Exercise tasks:
A – In the notes on the Accident Register, rewrite the part from "Classification of Injuries" to "a motor vehicle.", replacing "insurance claim" with "liability claim".
B – Answer these questions from the notes on the Accident Register:
(i) Who reviews each accident before its summary description is written?
(ii) Why are accidents that rescue services attended but that were not reported to SAHPA largely excluded from the register?
(iii) When is the outcome "Injury not known" used?
C – Continue the notes on the Accident Register from the point where they stop.

Page text:
☆ ☆ ☆ ☆
Notes about the Accident Register
- This Accident Register is a perpetual work-in-progress and pilots are welcome to review and provide feedback (please email your comments and suggestions to firstname.lastname@example.org).
- The summary description of each accident will be written and included after a review by the SAHPA Safety Committee.
- Speedflying accidents are included, even if speedflying is not yet formally recognised by SAHPA. The discipline should be incorporated into current operations as it meets the definition of a paraglider. Speedflying pilots who wish to formalise the sport are invited to approach SAHPA with a proposal for inclusion into the current licensing and training scheme.
- We are aware of several accidents where rescue services attended (and reported on social media), but which were not reported to SAHPA. These accidents are largely excluded from the Accident Register as the pilots cannot be identified.
- We support the principles and practices of Just Culture, where pilots are encouraged to self-disclose in the interests of creating a safer flying environment for all pilots. Information which is voluntarily disclosed through the formal Accident and Incident Reporting System may not be used in disciplinary proceedings.
Classification of Injuries
The “Outcome” column is rough classification system which is defined as follows:
- No injury – this is rare, and is only used for when there has been no injury, but there has been a 3rd party insurance claim. For example, where a pilot has bounced off a motor vehicle.
- Injury not known – this happens when someone is injured but does not report back, for instance if a tandem passenger goes for x-rays and does not notify the tandem pilot.
☆ ☆ ☆ ☆
Recorded information:

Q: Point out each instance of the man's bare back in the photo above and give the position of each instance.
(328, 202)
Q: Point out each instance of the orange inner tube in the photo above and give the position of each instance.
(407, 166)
☆ ☆ ☆ ☆
Exercise responses:
A –
Classification of Injuries
The “Outcome” column is rough classification system which is defined as follows:
- No injury – this is rare, and is only used for when there has been no injury, but there has been a 3rd party liability claim. For example, where a pilot has bounced off a motor vehicle.

B –
(i) The SAHPA Safety Committee.
(ii) The pilots cannot be identified.
(iii) When someone is injured but does not report back, for instance when a tandem passenger goes for x-rays and does not notify the tandem pilot.

C –
- Minor injuries – these are injuries which are typically non-permanent (ie. they can heal) and require relatively minimal medical treatment (x-rays, splint etc). Examples include:
- Bruising, grazing
- Cracked wrist
- Serious injuries – these are complex or life-threatening injuries which require significant medical care, and also injuries which take long to heal, or even permanent. Examples include:
- Multiple fractures
- Broken hip or femur requiring pins and crutches
- 3rd degree burns
- Broken spine, Paralysis
- Fatality – this is when a person has died, either on scene, or later as a direct result of injuries sustained in the accident.
Search and Rescue Services
In the event of an accident, the first number that any pilot (or recovery driver) should call is the Aeronautical Rescue Coordination Centre (ARCC). This is a FREE Search And Rescue service funded by the Department of Transport, that have the authority and mandate to coordinate and allocate rescue services across Southern Africa.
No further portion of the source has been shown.